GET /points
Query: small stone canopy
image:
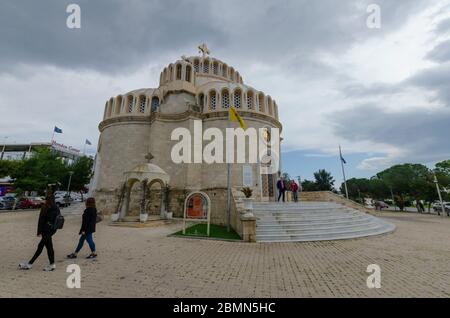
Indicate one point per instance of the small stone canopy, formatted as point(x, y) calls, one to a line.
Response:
point(147, 172)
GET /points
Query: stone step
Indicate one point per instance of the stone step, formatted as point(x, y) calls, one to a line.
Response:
point(294, 222)
point(321, 236)
point(317, 228)
point(337, 217)
point(302, 224)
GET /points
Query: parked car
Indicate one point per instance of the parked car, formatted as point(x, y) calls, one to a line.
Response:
point(438, 208)
point(28, 203)
point(7, 203)
point(62, 201)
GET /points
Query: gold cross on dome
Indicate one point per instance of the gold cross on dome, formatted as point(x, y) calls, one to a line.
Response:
point(204, 49)
point(149, 157)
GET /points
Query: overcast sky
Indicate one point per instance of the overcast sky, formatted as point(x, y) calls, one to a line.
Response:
point(383, 94)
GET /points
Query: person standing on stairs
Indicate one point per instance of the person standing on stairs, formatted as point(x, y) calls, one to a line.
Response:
point(294, 189)
point(281, 189)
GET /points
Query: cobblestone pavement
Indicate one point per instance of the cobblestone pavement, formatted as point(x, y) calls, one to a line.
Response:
point(414, 260)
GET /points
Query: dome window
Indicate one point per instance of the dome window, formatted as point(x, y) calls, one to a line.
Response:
point(206, 66)
point(142, 105)
point(130, 104)
point(250, 100)
point(188, 73)
point(225, 100)
point(237, 99)
point(179, 72)
point(212, 100)
point(155, 103)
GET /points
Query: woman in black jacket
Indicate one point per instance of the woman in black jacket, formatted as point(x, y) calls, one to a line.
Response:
point(46, 230)
point(87, 229)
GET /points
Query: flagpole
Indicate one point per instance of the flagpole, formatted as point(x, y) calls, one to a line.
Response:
point(343, 171)
point(228, 179)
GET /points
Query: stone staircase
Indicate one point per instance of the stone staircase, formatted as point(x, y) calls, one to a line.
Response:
point(314, 221)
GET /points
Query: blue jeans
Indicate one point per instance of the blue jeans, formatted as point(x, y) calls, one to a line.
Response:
point(89, 239)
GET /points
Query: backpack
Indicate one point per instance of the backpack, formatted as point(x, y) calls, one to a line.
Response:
point(59, 222)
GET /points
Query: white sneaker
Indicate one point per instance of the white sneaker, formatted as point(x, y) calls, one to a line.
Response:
point(49, 268)
point(25, 266)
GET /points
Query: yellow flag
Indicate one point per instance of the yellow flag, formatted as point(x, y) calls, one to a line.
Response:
point(234, 116)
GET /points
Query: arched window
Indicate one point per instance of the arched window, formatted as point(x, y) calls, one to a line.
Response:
point(130, 104)
point(269, 105)
point(250, 100)
point(237, 98)
point(201, 101)
point(142, 103)
point(118, 104)
point(106, 110)
point(196, 65)
point(261, 102)
point(188, 73)
point(225, 99)
point(212, 100)
point(170, 73)
point(206, 66)
point(179, 71)
point(224, 70)
point(155, 103)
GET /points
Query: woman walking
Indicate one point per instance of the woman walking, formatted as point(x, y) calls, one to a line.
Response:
point(87, 229)
point(46, 229)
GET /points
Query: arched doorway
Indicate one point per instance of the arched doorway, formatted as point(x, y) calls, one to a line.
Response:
point(136, 191)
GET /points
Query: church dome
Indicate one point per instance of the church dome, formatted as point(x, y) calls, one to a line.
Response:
point(210, 83)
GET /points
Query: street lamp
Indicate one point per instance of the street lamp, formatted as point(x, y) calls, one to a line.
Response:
point(70, 179)
point(440, 196)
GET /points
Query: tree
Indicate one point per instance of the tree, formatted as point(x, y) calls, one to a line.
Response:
point(81, 169)
point(408, 181)
point(323, 180)
point(35, 173)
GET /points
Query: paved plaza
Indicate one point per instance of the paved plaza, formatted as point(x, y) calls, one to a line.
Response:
point(145, 262)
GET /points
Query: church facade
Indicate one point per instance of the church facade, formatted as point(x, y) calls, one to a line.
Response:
point(137, 127)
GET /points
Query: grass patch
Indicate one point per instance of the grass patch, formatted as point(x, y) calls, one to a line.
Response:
point(215, 231)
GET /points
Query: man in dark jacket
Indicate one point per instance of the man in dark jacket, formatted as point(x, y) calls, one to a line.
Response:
point(46, 229)
point(88, 224)
point(281, 189)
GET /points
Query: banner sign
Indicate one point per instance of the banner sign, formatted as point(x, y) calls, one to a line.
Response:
point(62, 147)
point(197, 208)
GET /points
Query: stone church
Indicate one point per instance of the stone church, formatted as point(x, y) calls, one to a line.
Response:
point(136, 140)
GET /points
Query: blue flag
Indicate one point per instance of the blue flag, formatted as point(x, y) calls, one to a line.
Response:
point(340, 154)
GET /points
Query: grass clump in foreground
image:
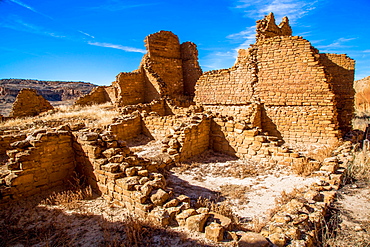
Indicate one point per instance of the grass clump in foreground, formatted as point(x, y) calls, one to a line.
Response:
point(94, 116)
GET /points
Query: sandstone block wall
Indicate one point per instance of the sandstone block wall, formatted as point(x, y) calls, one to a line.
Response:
point(362, 97)
point(232, 86)
point(129, 88)
point(188, 139)
point(306, 97)
point(340, 71)
point(7, 140)
point(168, 70)
point(127, 128)
point(295, 91)
point(29, 103)
point(158, 127)
point(190, 67)
point(43, 161)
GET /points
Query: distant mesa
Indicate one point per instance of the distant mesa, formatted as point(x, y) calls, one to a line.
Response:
point(29, 103)
point(54, 91)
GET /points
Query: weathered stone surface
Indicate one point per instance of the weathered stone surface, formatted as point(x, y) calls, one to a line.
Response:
point(159, 197)
point(252, 239)
point(29, 103)
point(197, 222)
point(214, 232)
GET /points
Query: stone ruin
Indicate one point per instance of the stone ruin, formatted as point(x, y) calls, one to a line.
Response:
point(280, 91)
point(29, 103)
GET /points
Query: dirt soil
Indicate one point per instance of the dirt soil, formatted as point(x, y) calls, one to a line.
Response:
point(351, 219)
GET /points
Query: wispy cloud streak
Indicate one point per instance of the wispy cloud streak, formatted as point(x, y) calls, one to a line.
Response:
point(116, 5)
point(295, 9)
point(337, 44)
point(16, 23)
point(29, 8)
point(119, 47)
point(86, 34)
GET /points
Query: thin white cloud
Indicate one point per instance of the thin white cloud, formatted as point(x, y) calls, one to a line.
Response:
point(116, 5)
point(29, 8)
point(88, 35)
point(119, 47)
point(294, 9)
point(16, 23)
point(337, 44)
point(247, 37)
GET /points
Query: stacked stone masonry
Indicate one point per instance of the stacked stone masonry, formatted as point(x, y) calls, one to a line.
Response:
point(306, 97)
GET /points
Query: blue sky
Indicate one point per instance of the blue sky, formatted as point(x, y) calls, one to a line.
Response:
point(92, 41)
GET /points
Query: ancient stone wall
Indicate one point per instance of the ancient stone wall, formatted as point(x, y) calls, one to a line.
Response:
point(190, 67)
point(166, 71)
point(129, 88)
point(340, 71)
point(306, 97)
point(232, 86)
point(250, 114)
point(43, 161)
point(127, 128)
point(158, 127)
point(6, 140)
point(362, 97)
point(189, 139)
point(299, 103)
point(29, 103)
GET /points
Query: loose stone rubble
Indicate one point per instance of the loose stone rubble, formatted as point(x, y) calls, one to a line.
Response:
point(280, 91)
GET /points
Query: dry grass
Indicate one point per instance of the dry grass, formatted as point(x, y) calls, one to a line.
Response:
point(359, 169)
point(222, 208)
point(323, 152)
point(361, 120)
point(305, 168)
point(93, 116)
point(69, 198)
point(233, 191)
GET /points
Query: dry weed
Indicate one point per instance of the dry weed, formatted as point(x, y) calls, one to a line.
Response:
point(93, 116)
point(285, 197)
point(305, 168)
point(222, 208)
point(68, 198)
point(233, 191)
point(359, 169)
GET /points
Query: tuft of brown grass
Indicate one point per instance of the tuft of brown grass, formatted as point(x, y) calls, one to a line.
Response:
point(69, 198)
point(359, 168)
point(93, 116)
point(222, 208)
point(306, 167)
point(233, 191)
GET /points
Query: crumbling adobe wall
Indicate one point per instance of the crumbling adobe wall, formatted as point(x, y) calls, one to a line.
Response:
point(129, 88)
point(168, 70)
point(189, 139)
point(299, 103)
point(362, 97)
point(232, 86)
point(160, 126)
point(98, 95)
point(29, 103)
point(340, 70)
point(163, 66)
point(43, 161)
point(127, 128)
point(190, 67)
point(6, 140)
point(306, 96)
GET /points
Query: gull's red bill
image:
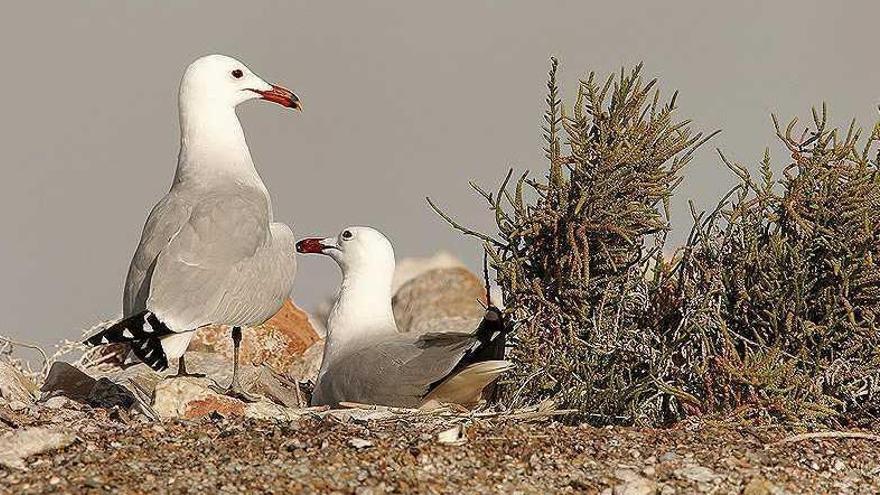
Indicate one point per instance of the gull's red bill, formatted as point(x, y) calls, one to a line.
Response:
point(281, 96)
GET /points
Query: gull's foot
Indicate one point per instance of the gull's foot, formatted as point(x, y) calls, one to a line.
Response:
point(236, 392)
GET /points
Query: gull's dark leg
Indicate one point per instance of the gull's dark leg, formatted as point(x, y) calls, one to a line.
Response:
point(181, 370)
point(235, 389)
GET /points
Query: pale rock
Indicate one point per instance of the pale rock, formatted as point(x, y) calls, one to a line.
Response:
point(306, 366)
point(190, 398)
point(360, 443)
point(407, 269)
point(16, 446)
point(277, 343)
point(633, 484)
point(699, 474)
point(69, 381)
point(436, 295)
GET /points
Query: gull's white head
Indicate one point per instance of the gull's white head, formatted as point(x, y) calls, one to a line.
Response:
point(224, 81)
point(355, 250)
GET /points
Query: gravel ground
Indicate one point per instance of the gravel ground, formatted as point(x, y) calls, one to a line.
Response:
point(112, 454)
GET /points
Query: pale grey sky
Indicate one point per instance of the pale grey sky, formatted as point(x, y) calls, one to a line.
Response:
point(402, 100)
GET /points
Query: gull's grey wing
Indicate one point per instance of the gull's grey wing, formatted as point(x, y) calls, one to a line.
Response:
point(398, 371)
point(208, 271)
point(165, 220)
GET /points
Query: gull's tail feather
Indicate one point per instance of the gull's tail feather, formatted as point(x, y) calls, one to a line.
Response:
point(143, 332)
point(468, 385)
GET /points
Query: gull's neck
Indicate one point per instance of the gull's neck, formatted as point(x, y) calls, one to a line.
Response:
point(362, 311)
point(212, 145)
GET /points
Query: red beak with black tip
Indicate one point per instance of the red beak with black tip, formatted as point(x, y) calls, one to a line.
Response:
point(281, 96)
point(312, 245)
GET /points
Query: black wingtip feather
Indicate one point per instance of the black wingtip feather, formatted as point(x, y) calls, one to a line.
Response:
point(143, 333)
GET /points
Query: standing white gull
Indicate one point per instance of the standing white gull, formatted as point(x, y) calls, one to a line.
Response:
point(367, 360)
point(210, 253)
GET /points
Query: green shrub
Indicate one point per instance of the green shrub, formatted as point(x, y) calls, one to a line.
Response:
point(770, 309)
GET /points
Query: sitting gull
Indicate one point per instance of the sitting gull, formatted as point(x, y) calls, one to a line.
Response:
point(210, 253)
point(367, 360)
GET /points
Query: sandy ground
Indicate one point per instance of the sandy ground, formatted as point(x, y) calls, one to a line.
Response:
point(115, 454)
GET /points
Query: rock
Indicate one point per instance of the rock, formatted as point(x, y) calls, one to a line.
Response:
point(409, 268)
point(406, 270)
point(276, 343)
point(306, 366)
point(761, 486)
point(276, 388)
point(18, 445)
point(438, 294)
point(57, 402)
point(268, 411)
point(453, 436)
point(360, 443)
point(14, 386)
point(698, 474)
point(67, 380)
point(190, 398)
point(636, 486)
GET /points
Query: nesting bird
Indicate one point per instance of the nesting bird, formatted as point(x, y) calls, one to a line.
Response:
point(210, 252)
point(367, 360)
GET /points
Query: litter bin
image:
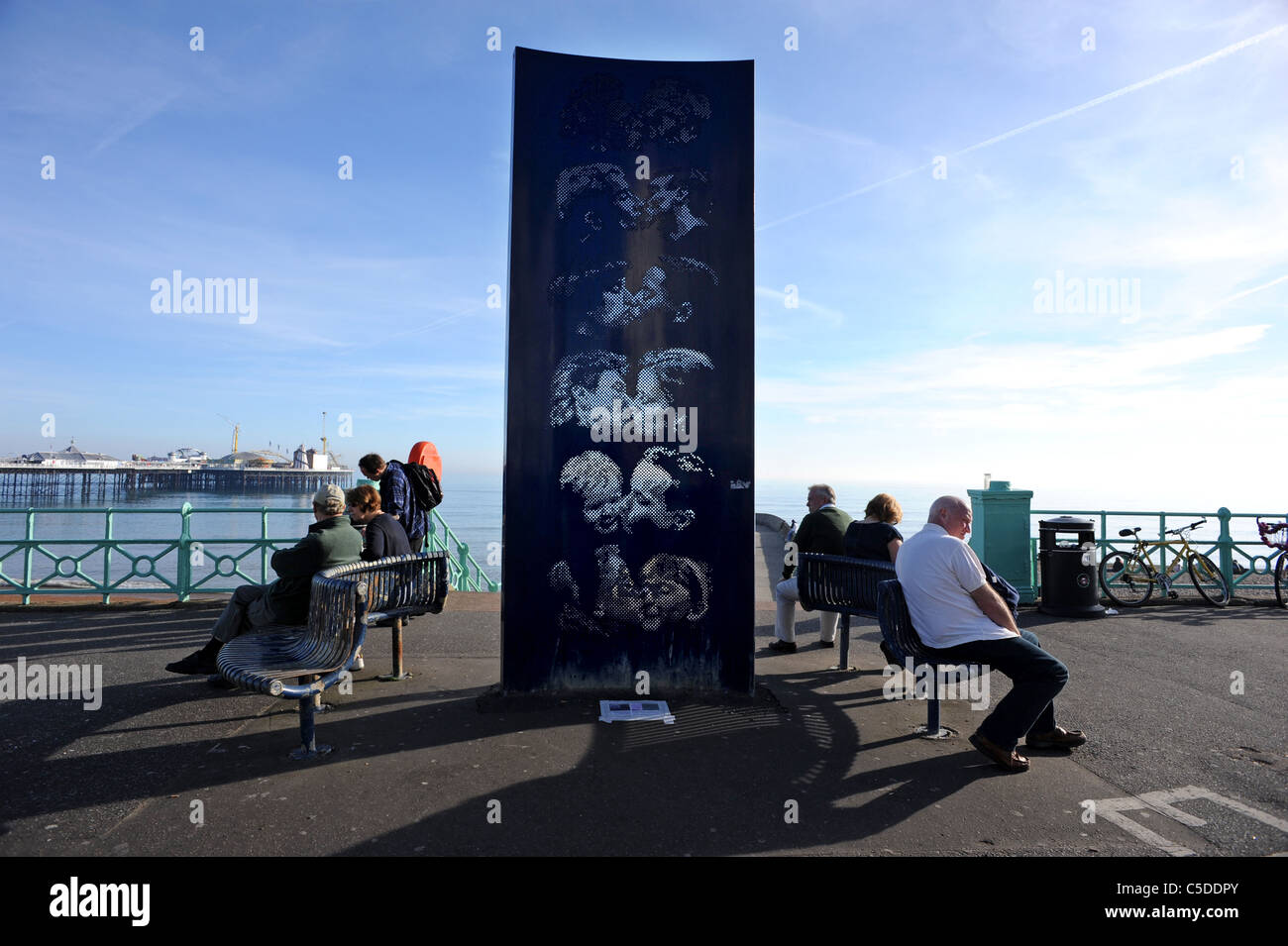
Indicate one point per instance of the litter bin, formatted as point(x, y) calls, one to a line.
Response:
point(1068, 568)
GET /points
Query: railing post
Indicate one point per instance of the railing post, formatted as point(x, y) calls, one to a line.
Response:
point(1225, 549)
point(26, 564)
point(263, 545)
point(107, 556)
point(184, 564)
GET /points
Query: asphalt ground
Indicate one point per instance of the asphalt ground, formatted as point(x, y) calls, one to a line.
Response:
point(819, 762)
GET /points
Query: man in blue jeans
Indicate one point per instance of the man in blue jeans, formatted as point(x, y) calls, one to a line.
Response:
point(961, 619)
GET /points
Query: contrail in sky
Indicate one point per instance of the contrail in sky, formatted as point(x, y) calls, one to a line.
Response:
point(1245, 292)
point(1126, 90)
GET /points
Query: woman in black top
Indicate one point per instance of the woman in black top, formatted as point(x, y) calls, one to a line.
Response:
point(382, 536)
point(875, 536)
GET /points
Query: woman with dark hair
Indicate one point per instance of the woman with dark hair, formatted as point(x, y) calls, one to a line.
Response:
point(384, 536)
point(875, 537)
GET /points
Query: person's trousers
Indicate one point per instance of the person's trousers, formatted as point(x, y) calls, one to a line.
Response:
point(785, 624)
point(246, 610)
point(1035, 679)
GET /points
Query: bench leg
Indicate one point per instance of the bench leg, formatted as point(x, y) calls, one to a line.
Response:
point(309, 747)
point(398, 674)
point(842, 658)
point(932, 730)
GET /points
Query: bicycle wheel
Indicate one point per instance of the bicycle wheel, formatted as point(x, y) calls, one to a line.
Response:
point(1209, 580)
point(1127, 579)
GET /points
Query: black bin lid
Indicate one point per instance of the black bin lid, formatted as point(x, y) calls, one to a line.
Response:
point(1067, 524)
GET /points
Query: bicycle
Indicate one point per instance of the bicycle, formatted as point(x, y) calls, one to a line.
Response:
point(1128, 578)
point(1266, 530)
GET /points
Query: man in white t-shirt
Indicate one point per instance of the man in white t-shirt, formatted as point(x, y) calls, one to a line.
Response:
point(961, 619)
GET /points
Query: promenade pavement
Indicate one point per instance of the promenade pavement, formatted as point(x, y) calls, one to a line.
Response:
point(1176, 764)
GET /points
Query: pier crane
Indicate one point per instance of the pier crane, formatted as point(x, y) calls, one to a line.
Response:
point(236, 431)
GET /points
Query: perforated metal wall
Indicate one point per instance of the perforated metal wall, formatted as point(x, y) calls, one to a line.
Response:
point(629, 514)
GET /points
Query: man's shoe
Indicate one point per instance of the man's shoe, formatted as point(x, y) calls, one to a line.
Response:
point(1059, 739)
point(1010, 761)
point(196, 662)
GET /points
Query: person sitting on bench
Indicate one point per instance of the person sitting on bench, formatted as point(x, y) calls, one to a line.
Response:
point(331, 541)
point(382, 536)
point(962, 620)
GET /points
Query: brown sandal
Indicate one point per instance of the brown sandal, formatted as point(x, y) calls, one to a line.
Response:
point(1010, 761)
point(1056, 739)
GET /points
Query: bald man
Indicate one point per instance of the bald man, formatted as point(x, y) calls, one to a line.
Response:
point(961, 619)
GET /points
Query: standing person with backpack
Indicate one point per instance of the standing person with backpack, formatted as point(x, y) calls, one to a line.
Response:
point(397, 497)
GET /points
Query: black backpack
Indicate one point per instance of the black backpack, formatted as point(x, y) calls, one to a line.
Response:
point(425, 488)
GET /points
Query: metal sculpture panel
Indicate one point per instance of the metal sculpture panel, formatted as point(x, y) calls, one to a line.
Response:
point(629, 512)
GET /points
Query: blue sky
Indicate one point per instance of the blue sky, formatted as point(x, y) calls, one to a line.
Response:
point(919, 351)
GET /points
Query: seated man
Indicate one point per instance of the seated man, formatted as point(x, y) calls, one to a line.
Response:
point(331, 541)
point(822, 530)
point(962, 620)
point(382, 536)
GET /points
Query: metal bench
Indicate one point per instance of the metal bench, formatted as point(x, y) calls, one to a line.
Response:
point(902, 637)
point(841, 584)
point(343, 601)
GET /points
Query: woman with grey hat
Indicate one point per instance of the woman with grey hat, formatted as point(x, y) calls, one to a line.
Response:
point(331, 541)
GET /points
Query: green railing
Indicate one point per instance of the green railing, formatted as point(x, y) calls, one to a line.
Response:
point(180, 567)
point(1257, 560)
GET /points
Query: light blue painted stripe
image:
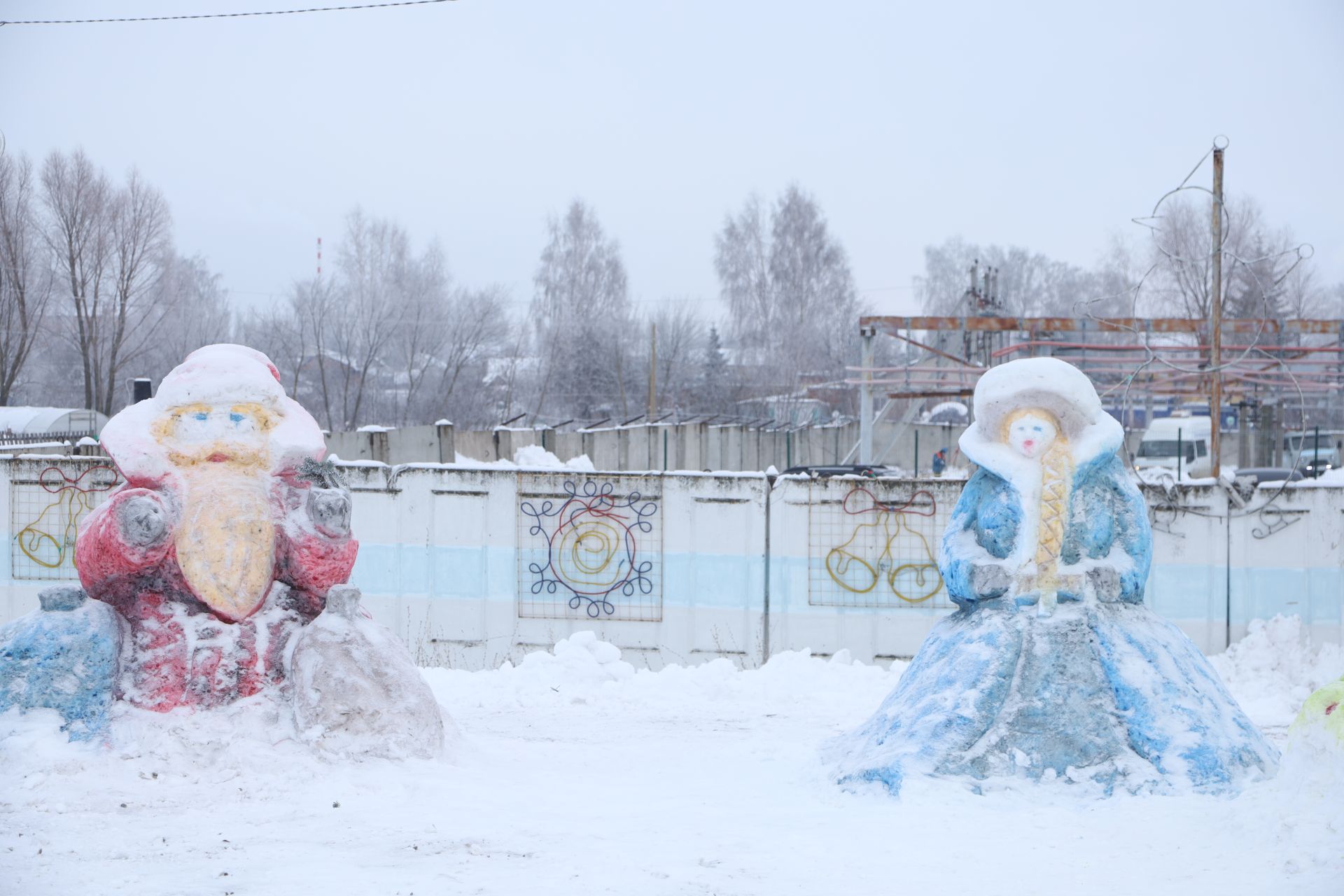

* * * * * * *

| ACTIVITY |
Note every line of the entries in which "crumbling" appears, and copy it down.

| RESPONSE TO THE TASK |
Query: crumbling adobe wall
Indicate one point per instance of the crumbling adobe wall, formatted as point(x, y) calls, one to a line.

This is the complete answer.